[Named object pointing entries]
>>>
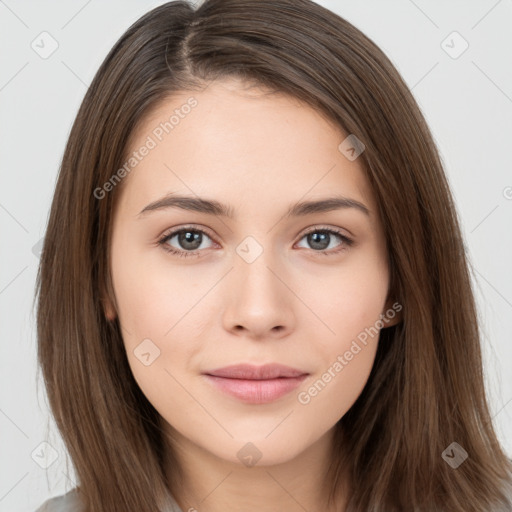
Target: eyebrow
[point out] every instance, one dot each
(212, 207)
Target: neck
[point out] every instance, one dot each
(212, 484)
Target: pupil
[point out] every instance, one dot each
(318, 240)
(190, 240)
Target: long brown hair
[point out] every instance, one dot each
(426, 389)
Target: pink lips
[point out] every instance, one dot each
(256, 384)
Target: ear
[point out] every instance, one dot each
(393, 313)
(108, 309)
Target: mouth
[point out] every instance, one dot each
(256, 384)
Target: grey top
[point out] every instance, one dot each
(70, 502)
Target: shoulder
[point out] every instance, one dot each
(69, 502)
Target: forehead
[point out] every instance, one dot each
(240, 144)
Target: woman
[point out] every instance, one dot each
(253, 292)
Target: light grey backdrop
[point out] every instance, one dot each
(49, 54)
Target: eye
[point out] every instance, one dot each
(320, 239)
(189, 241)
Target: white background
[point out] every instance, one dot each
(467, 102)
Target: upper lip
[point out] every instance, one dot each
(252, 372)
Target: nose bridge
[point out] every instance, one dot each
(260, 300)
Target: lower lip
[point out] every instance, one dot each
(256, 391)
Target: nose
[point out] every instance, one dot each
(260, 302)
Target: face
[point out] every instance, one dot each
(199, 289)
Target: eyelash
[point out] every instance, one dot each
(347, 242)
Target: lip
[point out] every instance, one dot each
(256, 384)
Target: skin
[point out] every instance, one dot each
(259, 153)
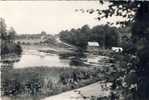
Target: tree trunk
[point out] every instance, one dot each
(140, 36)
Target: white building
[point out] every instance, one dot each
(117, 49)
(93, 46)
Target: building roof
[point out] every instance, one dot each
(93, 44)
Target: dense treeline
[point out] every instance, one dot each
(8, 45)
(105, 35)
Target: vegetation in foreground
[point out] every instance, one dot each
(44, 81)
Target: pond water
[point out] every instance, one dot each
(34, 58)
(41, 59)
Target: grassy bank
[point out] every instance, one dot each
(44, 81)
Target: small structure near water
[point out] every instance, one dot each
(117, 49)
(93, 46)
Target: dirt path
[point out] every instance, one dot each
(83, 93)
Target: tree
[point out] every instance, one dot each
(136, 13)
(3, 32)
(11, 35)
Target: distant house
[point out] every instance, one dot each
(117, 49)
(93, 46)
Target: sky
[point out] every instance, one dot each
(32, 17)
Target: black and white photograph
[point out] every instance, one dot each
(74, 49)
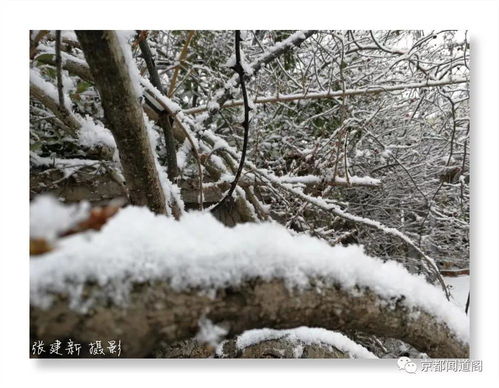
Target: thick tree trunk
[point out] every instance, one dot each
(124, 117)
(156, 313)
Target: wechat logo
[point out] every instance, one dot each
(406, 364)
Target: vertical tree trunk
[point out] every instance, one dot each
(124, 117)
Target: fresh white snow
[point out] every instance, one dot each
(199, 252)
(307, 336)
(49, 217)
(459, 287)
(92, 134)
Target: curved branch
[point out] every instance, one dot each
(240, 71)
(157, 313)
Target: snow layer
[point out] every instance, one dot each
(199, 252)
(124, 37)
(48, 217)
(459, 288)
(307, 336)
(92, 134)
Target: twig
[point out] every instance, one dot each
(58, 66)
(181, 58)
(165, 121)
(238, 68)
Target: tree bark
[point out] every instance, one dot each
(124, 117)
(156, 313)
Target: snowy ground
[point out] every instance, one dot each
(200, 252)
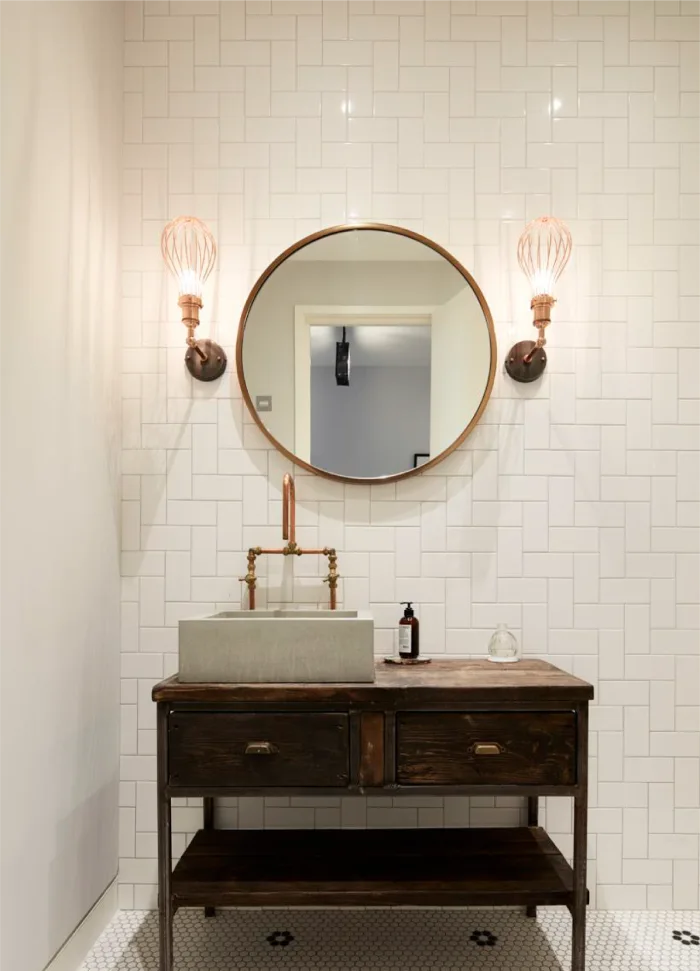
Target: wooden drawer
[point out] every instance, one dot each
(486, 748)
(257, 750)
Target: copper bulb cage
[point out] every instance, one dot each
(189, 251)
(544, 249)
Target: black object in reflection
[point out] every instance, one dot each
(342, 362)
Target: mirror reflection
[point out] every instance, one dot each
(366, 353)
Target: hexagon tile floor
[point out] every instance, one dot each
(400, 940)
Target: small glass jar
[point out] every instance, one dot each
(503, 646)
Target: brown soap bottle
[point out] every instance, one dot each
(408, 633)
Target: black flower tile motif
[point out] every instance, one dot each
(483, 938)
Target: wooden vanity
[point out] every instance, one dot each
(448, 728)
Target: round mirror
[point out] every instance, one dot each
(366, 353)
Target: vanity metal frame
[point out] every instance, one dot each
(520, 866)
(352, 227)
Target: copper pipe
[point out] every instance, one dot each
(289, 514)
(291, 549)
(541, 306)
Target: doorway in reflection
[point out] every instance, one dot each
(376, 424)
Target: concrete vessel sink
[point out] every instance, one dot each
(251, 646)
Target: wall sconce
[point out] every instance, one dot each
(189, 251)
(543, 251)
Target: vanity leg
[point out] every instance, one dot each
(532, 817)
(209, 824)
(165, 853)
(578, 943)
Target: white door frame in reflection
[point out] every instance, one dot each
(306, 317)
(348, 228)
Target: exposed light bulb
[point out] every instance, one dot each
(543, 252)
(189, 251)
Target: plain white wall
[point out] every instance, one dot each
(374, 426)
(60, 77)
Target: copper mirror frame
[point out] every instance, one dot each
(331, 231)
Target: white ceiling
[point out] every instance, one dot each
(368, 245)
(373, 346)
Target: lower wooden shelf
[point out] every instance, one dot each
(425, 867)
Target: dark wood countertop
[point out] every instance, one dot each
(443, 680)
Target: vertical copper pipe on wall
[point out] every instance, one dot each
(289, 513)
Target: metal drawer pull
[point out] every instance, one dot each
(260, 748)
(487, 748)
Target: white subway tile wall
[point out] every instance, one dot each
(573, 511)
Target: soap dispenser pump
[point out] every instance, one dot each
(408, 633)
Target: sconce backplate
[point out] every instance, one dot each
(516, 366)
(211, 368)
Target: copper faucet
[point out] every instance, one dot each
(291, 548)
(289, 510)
<<<
**What the task requires:**
Rewrite the listing with every "every instance" changed to "each occurrence" and nothing else altered. Leave the pictures out of your answer.

**Final answer:**
Target: eyebrow
[point out] each occurrence, one dot each
(212, 207)
Target: neck
[point out] each occurrence, one dot each
(212, 484)
Target: pupil
[point out] each occurrence, one dot each
(318, 240)
(190, 240)
Target: long brown hair
[point out] each occurrence, one dot each
(426, 389)
Target: pink lips
[point out] each occurrence, one dot each
(256, 384)
Target: ear
[point out] each occurrence, one dot each
(393, 313)
(108, 309)
Target: mouth
[point out] each occurrence, one dot each
(256, 384)
Target: grey top
[point out] each occurrence, one dot each
(70, 502)
Target: shoulder
[point out] each occurrence, one dot each
(69, 502)
Target: forehead
[point out] each occurrence, one dot each
(240, 144)
Target: woman
[point out] each occurrence, one dot each
(253, 292)
Target: light grey backdrop
[point out] each occurrence, one dot each
(49, 54)
Target: eye
[point out] each occurrence, one dot each
(320, 239)
(189, 241)
Target: white background
[point out] each occurrence, one dot each
(467, 102)
Target: upper lip
[point out] each occurrence, one dot each
(252, 372)
Target: nose bridge
[point out] each occurrence, one dot each
(260, 300)
Target: lower lip
[point out] each occurrence, one dot each
(256, 391)
Target: nose
[point out] each occurrence, one dot each
(260, 302)
Target: face
[point out] each occurrence, one dot each
(199, 289)
Target: eyelash
[point out] each occurrence, one dot each
(347, 242)
Target: lip
[point out] each occurrence, one dot each
(256, 384)
Target: skin
[point out] each occurrence, one dot each
(259, 153)
Target: tree trunk
[point out] each occurrence, one dot each
(140, 36)
Target: white building
[point out] each occurrence, one dot each
(117, 49)
(93, 46)
Target: building roof
[point out] each occurrence, one dot each
(93, 44)
Target: dense treeline
[point out] each occurrence, one dot each
(8, 45)
(105, 35)
Target: vegetation in foreground
[point out] each occurrence, one dot each
(44, 81)
Target: pond water
[point out] each occurrence, one dot each
(34, 58)
(41, 59)
Target: grassy bank
[point out] each occurrence, one dot each
(44, 81)
Target: small structure near water
[point out] each occurrence, one dot each
(117, 49)
(93, 46)
Target: dirt path
[point out] each occurrence, one dot each
(83, 93)
Target: tree
[point out] each occurrence, one dot each
(136, 13)
(3, 32)
(11, 35)
Target: distant house
[point out] each occurrence, one dot each
(117, 49)
(93, 46)
Target: sky
[point out] each occurrence, one dot each
(32, 17)
Target: black and white photograph
[point out] each occurrence, one dot each
(74, 49)
Target: thick tree trunk
[point out] each occurrence, one dot each
(124, 117)
(156, 313)
Target: wechat logo
[point out] each occurrence, one dot each
(406, 364)
Target: vertical tree trunk
[point out] each occurrence, one dot each
(124, 117)
Target: fresh white snow
[point out] each occurrence, one dot each
(199, 252)
(307, 336)
(49, 217)
(459, 287)
(92, 134)
Target: curved branch
[point out] each occurrence, one dot each
(240, 71)
(157, 313)
Target: snow layer
[point out] each occurrence, one dot each
(199, 252)
(124, 37)
(48, 217)
(459, 288)
(307, 336)
(92, 134)
Target: twig
[point out] each occurrence, one dot each
(58, 66)
(181, 58)
(165, 121)
(238, 68)
Target: tree bark
[point out] each occurrence, one dot each
(124, 117)
(156, 313)
Target: snowy ground
[point out] each occurrence, one dot each
(200, 252)
Target: wooden drawer
[point out] each occurrence, one dot each
(486, 748)
(257, 750)
Target: copper bulb cage
[point out] each occurrence, one dot each
(189, 251)
(544, 249)
Target: black object in reflection
[point out] each occurrence, one dot each
(342, 362)
Target: mirror reflection
[point out] each occurrence, one dot each
(366, 353)
Target: hexagon tile floor
[point out] each occurrence, one dot each
(400, 940)
Target: small glass jar
[point out] each occurrence, one dot each
(503, 646)
Target: brown soap bottle
[point out] each occurrence, one dot each
(408, 633)
Target: black flower tile motif
[point out] each occurrence, one dot each
(483, 938)
Target: wooden vanity
[point out] each occurrence, one dot each
(448, 728)
Target: round mirror
[point out] each occurrence, one dot each
(366, 353)
Target: vanity metal frame
[point out] each occurrence, one dot each
(520, 866)
(352, 227)
Target: copper pipe
[point out] each occurrence, one dot each
(289, 514)
(291, 549)
(541, 306)
Target: doorway in reflection
[point out] each occurrence, one dot each
(376, 424)
Target: concrete vessel sink
[point out] each occurrence, one dot each
(251, 646)
Target: wall sconce
[point out] each occurrence, one dot each
(189, 251)
(543, 251)
Target: vanity leg
[point out] each occurrence, one dot each
(532, 817)
(209, 824)
(165, 853)
(578, 943)
Target: white door frame in reflection
[point out] each occurrence, one dot each
(306, 317)
(348, 228)
Target: exposed light bulb
[point out] each occurrence, one dot each
(543, 252)
(189, 251)
Target: plain white wall
[point out] each occurrence, one dot each
(374, 426)
(60, 77)
Target: copper mirror frame
[point out] each occurrence, one dot each
(331, 231)
Target: white ceiling
[point out] each occurrence, one dot each
(368, 245)
(373, 346)
Target: lower wooden shelf
[point out] each occurrence, one dot each
(425, 867)
Target: dark wood countertop
[point out] each occurrence, one dot each
(443, 680)
Target: vertical copper pipe on wall
[point out] each occurrence, one dot each
(289, 513)
Target: metal drawer pull
[point out] each occurrence, one dot each
(260, 748)
(487, 748)
Target: white subway tile wall
[point out] each occurrence, one dot each
(573, 511)
Target: soap dispenser pump
[point out] each occurrence, one dot each
(408, 633)
Target: sconce backplate
[point out] each occurrence, one dot each
(516, 366)
(211, 368)
Target: copper faucet
[point out] each occurrence, one dot each
(291, 548)
(289, 510)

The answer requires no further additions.